» **Given task**
Reproduce all the entries precisely.

» **Extracted information**
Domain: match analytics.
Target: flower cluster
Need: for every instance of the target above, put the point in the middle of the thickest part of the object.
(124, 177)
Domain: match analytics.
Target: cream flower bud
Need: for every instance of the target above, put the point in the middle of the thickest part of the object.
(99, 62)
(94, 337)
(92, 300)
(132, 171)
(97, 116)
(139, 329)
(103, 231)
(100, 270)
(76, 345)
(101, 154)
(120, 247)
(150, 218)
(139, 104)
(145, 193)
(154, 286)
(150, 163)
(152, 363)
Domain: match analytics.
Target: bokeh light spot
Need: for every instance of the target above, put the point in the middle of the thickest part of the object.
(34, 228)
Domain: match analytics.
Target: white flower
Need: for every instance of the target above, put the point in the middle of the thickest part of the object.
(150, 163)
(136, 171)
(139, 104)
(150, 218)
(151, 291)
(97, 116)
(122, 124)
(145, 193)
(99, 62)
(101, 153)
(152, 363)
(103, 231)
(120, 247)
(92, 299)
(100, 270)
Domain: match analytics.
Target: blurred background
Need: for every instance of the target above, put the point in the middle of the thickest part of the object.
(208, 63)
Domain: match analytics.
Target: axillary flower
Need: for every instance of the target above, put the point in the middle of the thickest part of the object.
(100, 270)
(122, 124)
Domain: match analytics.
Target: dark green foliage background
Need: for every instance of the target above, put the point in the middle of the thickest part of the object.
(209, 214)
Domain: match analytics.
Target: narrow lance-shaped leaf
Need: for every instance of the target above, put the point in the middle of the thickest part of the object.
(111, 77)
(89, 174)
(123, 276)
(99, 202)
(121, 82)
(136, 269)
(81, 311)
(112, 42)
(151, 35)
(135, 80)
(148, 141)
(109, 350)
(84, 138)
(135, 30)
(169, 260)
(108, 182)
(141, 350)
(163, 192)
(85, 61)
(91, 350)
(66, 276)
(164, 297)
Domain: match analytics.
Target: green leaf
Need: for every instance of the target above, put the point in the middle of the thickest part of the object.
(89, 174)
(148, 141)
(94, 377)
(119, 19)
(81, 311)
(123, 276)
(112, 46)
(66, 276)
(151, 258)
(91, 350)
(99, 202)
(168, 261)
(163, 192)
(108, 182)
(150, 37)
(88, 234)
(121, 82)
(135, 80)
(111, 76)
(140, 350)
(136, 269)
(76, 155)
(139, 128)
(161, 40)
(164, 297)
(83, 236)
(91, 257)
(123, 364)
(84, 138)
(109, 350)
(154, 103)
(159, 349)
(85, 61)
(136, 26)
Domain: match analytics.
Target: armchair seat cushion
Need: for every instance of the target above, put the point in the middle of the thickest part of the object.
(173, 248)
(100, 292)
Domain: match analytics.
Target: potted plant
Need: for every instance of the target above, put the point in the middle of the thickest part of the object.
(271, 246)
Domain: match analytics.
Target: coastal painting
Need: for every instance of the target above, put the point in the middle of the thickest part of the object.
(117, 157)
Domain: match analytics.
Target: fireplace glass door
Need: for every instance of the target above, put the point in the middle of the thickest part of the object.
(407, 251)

» **Output of the task**
Domain: match analytics.
Target: flower cluster
Need: for every instance of the target above, put the point in the middle of the thickest part of the object.
(124, 177)
Domain: match analytics.
Target: cream flower bud
Need: for every instance of the target above, put the point in the middle of the thickest part of the object.
(99, 62)
(94, 337)
(92, 300)
(132, 171)
(97, 116)
(139, 329)
(103, 231)
(100, 270)
(76, 345)
(101, 154)
(120, 247)
(150, 218)
(139, 104)
(145, 193)
(154, 286)
(150, 163)
(152, 363)
Domain: match analytics.
Target: bokeh light spot
Need: for every instance of the target above, put the point in the middle of the thickest part of the object.
(34, 228)
Domain: match analytics.
Target: white flower
Need: for every instance of the target above, put the point in the middle of the thickest part of the object.
(150, 163)
(136, 171)
(139, 104)
(150, 218)
(151, 291)
(97, 116)
(122, 124)
(145, 193)
(99, 62)
(101, 153)
(152, 363)
(103, 231)
(120, 247)
(92, 299)
(100, 270)
Domain: match analytics.
Target: blurred background
Need: for every instance of the target above, put the point in the middle of the thickest part of the object.
(208, 63)
Domain: match analytics.
Target: axillary flower
Need: for every instance of the target above, put the point in the middle of the thickest part of the object.
(100, 270)
(122, 124)
Domain: match analytics.
Target: dark green foliage background
Need: for every instance of the target above, put the point in the middle of the thickest part of the object.
(209, 214)
Domain: match analytics.
Target: narrow lance-shaped leaf
Need: for every instance of the target above, put the point in the middle of the thickest part of the object.
(111, 77)
(89, 174)
(123, 276)
(99, 202)
(121, 82)
(136, 269)
(81, 311)
(112, 42)
(151, 35)
(135, 80)
(148, 141)
(109, 350)
(84, 138)
(135, 30)
(169, 260)
(108, 182)
(141, 350)
(163, 192)
(85, 61)
(91, 350)
(66, 276)
(164, 297)
Domain: match analytics.
Target: green leaf
Need: for every instance of the target above, put the point in the middle of the thickest part of the object.
(89, 174)
(148, 141)
(94, 377)
(119, 19)
(81, 311)
(123, 276)
(112, 46)
(66, 276)
(151, 258)
(91, 350)
(99, 202)
(168, 261)
(163, 192)
(108, 182)
(150, 37)
(88, 234)
(121, 82)
(135, 80)
(111, 76)
(140, 350)
(136, 269)
(76, 155)
(139, 128)
(161, 40)
(164, 297)
(83, 236)
(91, 257)
(123, 364)
(84, 138)
(109, 350)
(154, 103)
(159, 349)
(85, 61)
(136, 26)
Domain: match analytics.
Target: armchair seat cushion
Need: for every instance of the target above, put the point in the middle of the thickest part of the object.
(173, 248)
(100, 292)
Domain: match analytics.
Target: potted plant
Need: for every instance of the target above, put the point in the middle of the thickest part of the object.
(271, 246)
Domain: match analytics.
Target: coastal painting
Need: for every instance of the target above, put the point in the middle of the thickest part of the object.
(117, 157)
Domain: match analytics.
Target: fireplace glass door
Need: for every instance of the target above, put the point in the middle of the thickest part of the object.
(407, 251)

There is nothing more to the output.